## Start

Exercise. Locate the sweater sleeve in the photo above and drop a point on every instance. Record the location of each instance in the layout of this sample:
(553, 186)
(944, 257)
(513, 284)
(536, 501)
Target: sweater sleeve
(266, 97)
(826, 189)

## End

▸ REQUIRED TASK: Reproduce every line of the rows above, requests included, but multiply each point coordinate in the answers by 1.45 and round it to the nearest whole number, with halves rounded up. Leave the numbers in the requests and their format samples as they are.

▸ THE RESULT:
Exercise. Locate the sweater sleeve in the photo above and drop a point on every instance. Record the location of each instance in the layout of this sample:
(553, 186)
(944, 257)
(513, 284)
(536, 501)
Target: sweater sleeve
(386, 141)
(1198, 274)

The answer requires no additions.